The exercise: Transcribe everything in the data word for word. Pictures are left out.

Provided data:
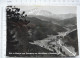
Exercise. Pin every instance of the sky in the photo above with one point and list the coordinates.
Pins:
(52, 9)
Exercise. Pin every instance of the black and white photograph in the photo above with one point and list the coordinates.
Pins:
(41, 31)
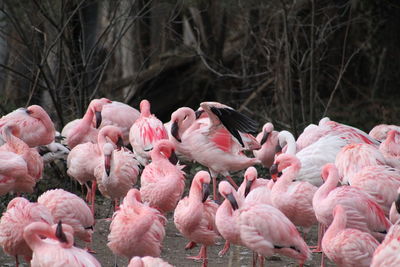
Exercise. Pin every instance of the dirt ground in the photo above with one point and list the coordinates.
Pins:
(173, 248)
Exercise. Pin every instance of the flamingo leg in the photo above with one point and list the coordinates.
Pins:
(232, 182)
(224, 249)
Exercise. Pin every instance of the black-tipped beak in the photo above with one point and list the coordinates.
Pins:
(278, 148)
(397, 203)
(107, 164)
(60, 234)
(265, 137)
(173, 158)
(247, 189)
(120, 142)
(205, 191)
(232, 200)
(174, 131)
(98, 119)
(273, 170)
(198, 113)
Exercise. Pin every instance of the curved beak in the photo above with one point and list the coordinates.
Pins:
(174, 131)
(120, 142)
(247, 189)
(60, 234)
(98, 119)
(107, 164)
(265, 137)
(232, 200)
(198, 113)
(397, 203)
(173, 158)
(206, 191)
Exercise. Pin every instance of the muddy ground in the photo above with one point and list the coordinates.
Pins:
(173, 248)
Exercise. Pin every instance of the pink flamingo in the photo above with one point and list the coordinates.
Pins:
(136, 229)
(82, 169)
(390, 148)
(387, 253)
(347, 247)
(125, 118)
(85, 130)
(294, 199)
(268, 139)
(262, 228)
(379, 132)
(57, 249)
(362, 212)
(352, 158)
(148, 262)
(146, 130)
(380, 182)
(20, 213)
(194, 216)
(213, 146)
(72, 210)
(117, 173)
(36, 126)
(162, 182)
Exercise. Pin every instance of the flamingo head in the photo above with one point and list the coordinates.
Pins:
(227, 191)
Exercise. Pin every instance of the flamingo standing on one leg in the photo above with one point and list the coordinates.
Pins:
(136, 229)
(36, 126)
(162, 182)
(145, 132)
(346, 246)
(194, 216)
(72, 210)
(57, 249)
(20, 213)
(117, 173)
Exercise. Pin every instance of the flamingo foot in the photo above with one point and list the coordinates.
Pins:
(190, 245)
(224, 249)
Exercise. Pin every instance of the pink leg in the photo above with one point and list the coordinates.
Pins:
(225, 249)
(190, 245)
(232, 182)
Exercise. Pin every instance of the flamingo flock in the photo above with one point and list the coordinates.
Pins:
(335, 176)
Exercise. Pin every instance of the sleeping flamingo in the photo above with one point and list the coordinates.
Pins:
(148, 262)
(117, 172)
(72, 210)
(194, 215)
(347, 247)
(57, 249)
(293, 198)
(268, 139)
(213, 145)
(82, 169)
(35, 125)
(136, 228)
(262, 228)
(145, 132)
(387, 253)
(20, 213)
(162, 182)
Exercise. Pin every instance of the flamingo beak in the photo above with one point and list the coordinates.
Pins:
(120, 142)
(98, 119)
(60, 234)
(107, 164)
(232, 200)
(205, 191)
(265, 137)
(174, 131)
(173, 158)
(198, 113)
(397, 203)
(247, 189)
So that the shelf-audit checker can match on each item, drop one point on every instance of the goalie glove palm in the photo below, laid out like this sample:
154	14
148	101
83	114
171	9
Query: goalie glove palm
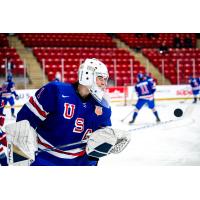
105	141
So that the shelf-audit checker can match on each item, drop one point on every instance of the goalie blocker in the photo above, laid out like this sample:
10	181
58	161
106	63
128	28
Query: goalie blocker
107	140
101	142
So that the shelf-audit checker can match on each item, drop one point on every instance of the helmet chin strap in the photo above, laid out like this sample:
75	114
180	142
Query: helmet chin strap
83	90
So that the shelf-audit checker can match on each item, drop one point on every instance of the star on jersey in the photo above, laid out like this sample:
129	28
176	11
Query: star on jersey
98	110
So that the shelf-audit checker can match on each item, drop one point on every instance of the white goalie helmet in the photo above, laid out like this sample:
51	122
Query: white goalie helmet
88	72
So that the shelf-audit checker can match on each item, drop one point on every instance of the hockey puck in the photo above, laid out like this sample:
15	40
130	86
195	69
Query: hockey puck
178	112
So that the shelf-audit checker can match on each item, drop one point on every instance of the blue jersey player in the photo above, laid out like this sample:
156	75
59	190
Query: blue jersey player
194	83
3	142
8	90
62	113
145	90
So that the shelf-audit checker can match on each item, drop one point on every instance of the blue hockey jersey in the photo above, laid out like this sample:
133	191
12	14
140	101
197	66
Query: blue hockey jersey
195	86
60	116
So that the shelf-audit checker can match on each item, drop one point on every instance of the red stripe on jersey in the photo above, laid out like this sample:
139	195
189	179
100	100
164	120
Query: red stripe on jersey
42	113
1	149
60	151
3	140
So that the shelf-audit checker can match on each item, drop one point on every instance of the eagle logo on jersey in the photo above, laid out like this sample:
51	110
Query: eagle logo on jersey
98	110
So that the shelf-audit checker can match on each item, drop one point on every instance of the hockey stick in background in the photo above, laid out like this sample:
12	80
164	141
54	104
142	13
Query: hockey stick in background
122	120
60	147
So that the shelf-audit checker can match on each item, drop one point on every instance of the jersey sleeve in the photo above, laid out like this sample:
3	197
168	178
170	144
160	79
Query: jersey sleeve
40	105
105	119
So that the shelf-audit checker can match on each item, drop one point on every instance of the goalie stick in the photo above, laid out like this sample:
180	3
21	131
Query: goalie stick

Result for this task:
Exercise. Pin every instance of the sky in the photo above with one point and list the coordinates.
Pins:
(52, 9)
Exercise. Pin every instance of the black and white photograph in the photo above with one point and list the coordinates.
Pins:
(41, 31)
Exercise. Pin every instance of the dirt ground in the photo above with one point and list the coordinates.
Pins:
(173, 248)
Exercise. Pin every instance of the flamingo leg in the photo above with one point and list the coordinates.
Pins:
(232, 182)
(224, 249)
Exercise. Pin every instance of the black-tipped beak in the photo above with one point and list the coordinates.
Pins:
(278, 148)
(397, 203)
(107, 164)
(60, 234)
(265, 137)
(173, 158)
(247, 189)
(120, 142)
(205, 191)
(232, 200)
(174, 131)
(98, 119)
(273, 170)
(198, 113)
Exercise. Pin every instance of the curved beak in the photo above with one point and list the coordinates.
Pins:
(174, 131)
(120, 142)
(247, 189)
(60, 234)
(98, 119)
(107, 164)
(265, 137)
(232, 200)
(198, 113)
(397, 203)
(173, 158)
(206, 191)
Exercise. Pin every instance of the muddy ground in the photo above with one point and list the coordinates.
Pins:
(173, 248)
Exercise. Pin every instance of the pink flamingo in the photo above with one point and list the coordinates.
Pins:
(136, 229)
(82, 169)
(390, 148)
(387, 253)
(347, 247)
(125, 118)
(85, 130)
(294, 199)
(268, 139)
(262, 228)
(379, 132)
(57, 249)
(362, 212)
(352, 158)
(148, 262)
(146, 130)
(380, 182)
(20, 213)
(194, 216)
(213, 146)
(72, 210)
(117, 173)
(36, 126)
(162, 182)
Exercise. Pin every instance of the flamingo head in the photo above with one point and list the coordinates.
Pins:
(227, 191)
Exercise. Pin every instance of the flamingo standing on one leg in the photo above with one point and list the coordinates.
Pins:
(136, 229)
(36, 126)
(162, 182)
(145, 132)
(346, 246)
(194, 216)
(72, 210)
(57, 249)
(20, 213)
(117, 173)
Exercise. Pin every instance of the flamingo foot in the photo above with one point and list the coordinates.
Pins:
(190, 245)
(224, 249)
Exercise. Pin every instance of the pink leg in the photo above with one point and list the coordinates.
Pins:
(225, 249)
(190, 245)
(232, 182)
Exercise. Pin every instance of the flamingo flock in the photo above with one point and list the coordinates.
Pins:
(335, 176)
Exercise. Pin every instance of the sleeping flamingo in the photo above with one point and list the coordinates.
Pins:
(148, 262)
(117, 172)
(72, 210)
(194, 215)
(347, 247)
(57, 249)
(293, 198)
(268, 139)
(213, 145)
(82, 169)
(35, 125)
(136, 228)
(262, 228)
(145, 132)
(387, 253)
(20, 213)
(162, 182)
Exercise. Pin every instance of the flamingo beak in the photo above with one point and list the coordinates.
Pins:
(120, 142)
(98, 119)
(60, 234)
(107, 164)
(232, 200)
(205, 191)
(265, 137)
(174, 131)
(173, 158)
(198, 113)
(397, 203)
(247, 189)
So that the shelf-audit checker can match on each item, drop one point on every instance of the goalie glove palm in the photo below, laid out like this sample:
154	14
148	101
83	114
171	9
Query: goalie glove palm
105	141
So that the shelf-audit checker can match on each item, drop one point on every instance of the goalie blocker in the photo above, laid out like this sample:
10	181
58	161
106	63
128	28
Query: goalie blocker
107	140
101	142
So that the shelf-audit checker can match on each item, drop one point on every instance of the helmet chin strap in the photo above, laid out like this sample:
75	114
180	142
Query: helmet chin strap
83	90
So that the shelf-audit checker can match on each item, drop one point on every instance of the star on jersey in the photo above, laid out like this sample:
129	28
176	11
Query: star on jersey
98	110
So that the shelf-audit checker can match on each item, drop one point on every instance of the white goalie helmet in the photo above, laid out like this sample:
51	122
Query: white goalie helmet
88	72
So that the shelf-audit checker can match on each item, drop one point on every instance of the hockey puck in the photo above, laid out like this sample:
15	40
130	86
195	69
Query: hockey puck
178	112
So that the shelf-audit checker can match on each item, drop one point on every instance of the blue jersey player in the photo above, laid out like this sample:
156	75
59	190
Query: blue jersey player
194	83
3	142
8	90
62	113
145	90
So that the shelf-audit checker can match on each item, drop one point on every instance of the blue hockey jersey in the photo above, laid out like this sample:
133	191
12	14
140	101
197	66
Query: blue hockey jersey
195	86
60	116
So that the shelf-audit checker can match on each item, drop one point on every instance of the red stripe on jersey in the photo above, laid out like this sample:
139	195
189	179
100	100
164	120
Query: red stripe on jersey
42	113
1	149
60	151
3	140
So that the shelf-audit checker can match on each item, drop one point on every instance of the eagle logo on jersey in the photo above, laid out like this sample:
51	110
Query: eagle logo on jersey
98	110
So that the shelf-audit checker can match on each item, drop one point on every instance of the hockey stick in background in the photo above, laid out like this sample:
12	80
164	141
54	104
142	13
Query: hockey stick in background
122	120
60	147
So that the shelf-audit checker can match on each item, drop one point on every instance of the jersey sleeve in the photo above, laid out like this sample:
3	197
168	178
170	144
160	79
Query: jersey sleeve
40	105
105	119
So that the shelf-audit checker can match on each item, drop one point on every instance of the goalie stick in the photo above, laid out like this sample:
180	3
21	131
Query: goalie stick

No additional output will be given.